= Article =
┌──

Wolfgang Ritter wrote:I find it rather odd, that we discuss in length if or if not the manuscripts were written for nobles.
I'd say of course: Either that or rather very wealthy citizens.
Some of them seem to be notebooks on many different subjects, not necessarily written FOR anybody except the person or people compiling them. While some Fechtbucher are beautiful works of art, others are little more than scribbled notes without any illustrations. Lumping them all into one category is problematic. I think we should be careful of making such sweeping assumptions.
I may should look it up, but I'm pretty sure Ott was wrestling trainer to the austrian archduke, Kal was employed by a noble for more than 20 years; IIRC RIngeck as well; Talhofer was at least partly employed by nobles; Leckküchner dedicatesd hisa whole messer treatise to a noble.
So why the discussion at the moment?!?!?
That doesn''t contradict by any means the fact, that masters may have given lessons to commons, be it on
purpose or for guilds etc. we have records for that as well, just reminding of the company of the
Well, it goes a bit further than that. We know some of the Masters were themselves members of guilds. Joachim Meyer was trained as a messerschmidt (a knife maker), as were apparently many of the Federfechter- and was a citizen on the burgher rolls of at least two towns, Basel and Strassbourg. Conversely, the Marxbrüder, with whom Talhoffer is believed by some to be linked due to his inclusion of the Lion of St. Mark in his coat of arms, were closely associated with the Furriers guilds. Some Federfechter documents denouncing the Marxbruder explicitly conflate them with furriers. The Guild of St. Luke, also associated with fencing, was the painters Guild in the Low-Countries.
At one point Talhoffer was a citizen of Zurich where he was fined for a brawl among his students.
People here don't seem to understand that there was a distinction in the 15th Century between burghers and aristocrats. Some people lived in both worlds, but generally speaking aristocrats did not want to be burghers or live within the territory controlled by a town because that put them under the authority of Town Law. This meant for example that you could be imprisoned and tortured by town authorities as part of a lawsuit. Not something you would want to expose yourself to if you didn't need to be.

└──

= Dataset content =

┌──

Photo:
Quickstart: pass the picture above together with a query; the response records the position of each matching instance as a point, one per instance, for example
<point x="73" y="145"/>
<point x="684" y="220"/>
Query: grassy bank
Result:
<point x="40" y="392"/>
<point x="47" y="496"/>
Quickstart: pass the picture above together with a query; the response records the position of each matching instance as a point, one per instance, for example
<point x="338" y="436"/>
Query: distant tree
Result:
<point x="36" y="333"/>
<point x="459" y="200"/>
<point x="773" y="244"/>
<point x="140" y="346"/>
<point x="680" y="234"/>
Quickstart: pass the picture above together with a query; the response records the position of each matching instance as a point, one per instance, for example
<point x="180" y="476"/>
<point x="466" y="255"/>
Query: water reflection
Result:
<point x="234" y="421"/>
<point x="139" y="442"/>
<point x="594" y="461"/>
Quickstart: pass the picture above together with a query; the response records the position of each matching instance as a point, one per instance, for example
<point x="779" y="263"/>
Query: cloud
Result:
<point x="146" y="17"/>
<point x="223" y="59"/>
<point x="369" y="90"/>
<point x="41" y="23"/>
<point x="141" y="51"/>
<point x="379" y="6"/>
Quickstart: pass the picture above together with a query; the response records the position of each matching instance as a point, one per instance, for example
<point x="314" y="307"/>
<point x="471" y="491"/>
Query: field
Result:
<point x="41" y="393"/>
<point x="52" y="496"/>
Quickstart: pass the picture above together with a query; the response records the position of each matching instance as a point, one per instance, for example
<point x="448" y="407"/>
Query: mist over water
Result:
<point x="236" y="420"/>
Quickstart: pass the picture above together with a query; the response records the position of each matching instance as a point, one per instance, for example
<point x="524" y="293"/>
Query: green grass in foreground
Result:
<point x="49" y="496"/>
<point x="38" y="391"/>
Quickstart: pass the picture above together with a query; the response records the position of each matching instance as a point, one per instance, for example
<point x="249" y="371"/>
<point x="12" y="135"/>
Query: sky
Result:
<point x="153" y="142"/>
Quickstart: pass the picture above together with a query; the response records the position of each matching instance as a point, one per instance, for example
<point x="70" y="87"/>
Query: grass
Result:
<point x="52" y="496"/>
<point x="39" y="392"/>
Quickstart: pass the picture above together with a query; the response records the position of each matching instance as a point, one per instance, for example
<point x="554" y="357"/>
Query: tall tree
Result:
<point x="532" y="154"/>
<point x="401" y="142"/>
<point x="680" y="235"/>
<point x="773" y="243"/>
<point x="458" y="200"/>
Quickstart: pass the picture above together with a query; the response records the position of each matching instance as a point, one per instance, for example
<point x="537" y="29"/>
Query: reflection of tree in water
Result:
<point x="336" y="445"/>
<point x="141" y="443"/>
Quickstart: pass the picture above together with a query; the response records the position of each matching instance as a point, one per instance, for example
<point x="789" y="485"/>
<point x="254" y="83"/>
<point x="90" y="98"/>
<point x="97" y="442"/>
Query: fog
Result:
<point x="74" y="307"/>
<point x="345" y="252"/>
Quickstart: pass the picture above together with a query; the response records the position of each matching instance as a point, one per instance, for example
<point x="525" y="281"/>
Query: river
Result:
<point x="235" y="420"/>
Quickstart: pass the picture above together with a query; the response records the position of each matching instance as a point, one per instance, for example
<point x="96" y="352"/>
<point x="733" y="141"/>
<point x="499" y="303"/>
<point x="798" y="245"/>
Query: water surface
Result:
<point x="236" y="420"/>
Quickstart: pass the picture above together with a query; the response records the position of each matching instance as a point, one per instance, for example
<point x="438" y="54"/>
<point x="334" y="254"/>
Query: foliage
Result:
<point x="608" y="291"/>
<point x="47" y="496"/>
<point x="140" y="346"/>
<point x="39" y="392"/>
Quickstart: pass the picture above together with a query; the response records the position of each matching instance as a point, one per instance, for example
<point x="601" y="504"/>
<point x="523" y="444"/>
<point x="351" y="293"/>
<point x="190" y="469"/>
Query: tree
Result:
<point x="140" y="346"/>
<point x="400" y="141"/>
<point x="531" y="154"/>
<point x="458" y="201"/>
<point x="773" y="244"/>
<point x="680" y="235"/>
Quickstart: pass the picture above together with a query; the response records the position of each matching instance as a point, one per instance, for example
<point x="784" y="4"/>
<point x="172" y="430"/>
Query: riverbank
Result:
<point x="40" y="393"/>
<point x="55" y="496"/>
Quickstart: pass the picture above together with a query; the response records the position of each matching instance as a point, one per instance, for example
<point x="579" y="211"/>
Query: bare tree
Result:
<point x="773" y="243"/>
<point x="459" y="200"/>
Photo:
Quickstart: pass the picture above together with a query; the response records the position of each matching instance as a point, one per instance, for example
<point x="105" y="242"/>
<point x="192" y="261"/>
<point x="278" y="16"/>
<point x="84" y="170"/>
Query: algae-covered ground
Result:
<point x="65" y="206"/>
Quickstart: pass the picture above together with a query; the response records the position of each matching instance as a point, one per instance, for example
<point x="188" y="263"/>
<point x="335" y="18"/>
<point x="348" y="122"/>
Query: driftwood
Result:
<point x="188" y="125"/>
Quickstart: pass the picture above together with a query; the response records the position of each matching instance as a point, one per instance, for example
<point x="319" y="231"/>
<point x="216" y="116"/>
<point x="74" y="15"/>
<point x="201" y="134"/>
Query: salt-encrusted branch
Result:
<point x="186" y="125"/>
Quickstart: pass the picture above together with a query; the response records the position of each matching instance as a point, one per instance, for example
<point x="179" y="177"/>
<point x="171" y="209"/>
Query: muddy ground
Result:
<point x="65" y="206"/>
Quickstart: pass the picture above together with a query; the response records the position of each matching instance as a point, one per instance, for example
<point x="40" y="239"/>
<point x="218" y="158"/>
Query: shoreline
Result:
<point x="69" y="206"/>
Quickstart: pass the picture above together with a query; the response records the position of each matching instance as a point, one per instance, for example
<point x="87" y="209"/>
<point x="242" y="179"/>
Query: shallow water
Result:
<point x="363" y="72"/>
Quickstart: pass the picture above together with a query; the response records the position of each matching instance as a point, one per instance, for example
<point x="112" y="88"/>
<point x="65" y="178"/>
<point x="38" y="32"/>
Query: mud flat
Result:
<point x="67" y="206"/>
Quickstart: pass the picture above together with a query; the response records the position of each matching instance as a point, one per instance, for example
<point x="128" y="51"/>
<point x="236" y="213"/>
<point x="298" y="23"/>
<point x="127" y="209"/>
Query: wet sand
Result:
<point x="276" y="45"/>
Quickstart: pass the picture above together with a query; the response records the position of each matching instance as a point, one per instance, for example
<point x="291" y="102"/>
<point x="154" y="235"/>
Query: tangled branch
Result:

└──

= Work instructions =
• A. Answer these questions from the post on fencing manuscripts, one line per answer, marked the same way:
(i) Of which two towns was Joachim Meyer a citizen?
(ii) In which city was Talhoffer fined, and for what?
(iii) Which guild was the Guild of St. Luke in the Low-Countries?
• B. Copy the passage of the post on fencing manuscripts between "Wolfgang Ritter wrote:I" and "such sweeping assumptions.", inclusive, replacing "nobles" with "aristocrats".
• C. Extend the post on fencing manuscripts by writing what follows its last sentence.

= Final results =
• A.
(i) Basel and Strassbourg.
(ii) Zurich, for a brawl among his students.
(iii) The painters Guild.

• B.
Wolfgang Ritter wrote:I find it rather odd, that we discuss in length if or if not the manuscripts were written for aristocrats.
I'd say of course: Either that or rather very wealthy citizens.
Some of them seem to be notebooks on many different subjects, not necessarily written FOR anybody except the person or people compiling them. While some Fechtbucher are beautiful works of art, others are little more than scribbled notes without any illustrations. Lumping them all into one category is problematic. I think we should be careful of making such sweeping assumptions.

• C.
Marxbrüder or the Federfechter. We have records that they had a lot of different jobs, I think it was Kal who was working as a gunner, but I may mix him up. Leckküchner was looking to become a priest, i.e. establishing a parrish.
Yes in fact you could flip the connections on their head: many of these guys at one time or another had noble clients, it was obviously an ideal outcome for someone becoming a professional fencer. But was that the rule or the exception in the fencing community they came out of? What WAS the actual context of that?
But at least until the 16th century there was a clear mindset regarding the fashion and social setting of commons - and that was to imitate nobles. A sort of civilian self-esteem developped in small paces and it took until the 16th century for civilian citizens to realise, that niobles were financially relying and dependant on them, which meant power to the patrons....
This timeline is a little bit late. The Lombard towns defeated the Holy Roman Emperor in the 12th Century. Most of the freie Reichsstadt (Free Imperial Cities) of the HRE, and their equivalent in Flanders, Hungary, Bohemia and Lombardy had rebelled against their own overlords by the end of the 13th Century. Cologne for example captured their own Prince-Archbishop Siegfried of Westerburg at the Battle of Worringen in 1288, only releasing him when he conceded to their almost full independence. The Cologne Guilds took over in 1396 and in the 15th Century they fought successful campaigns against Archbishop Dietrich of Mörs and Duke Charles the Bold, at the time arguably the richest and most powerful Prince in Europe.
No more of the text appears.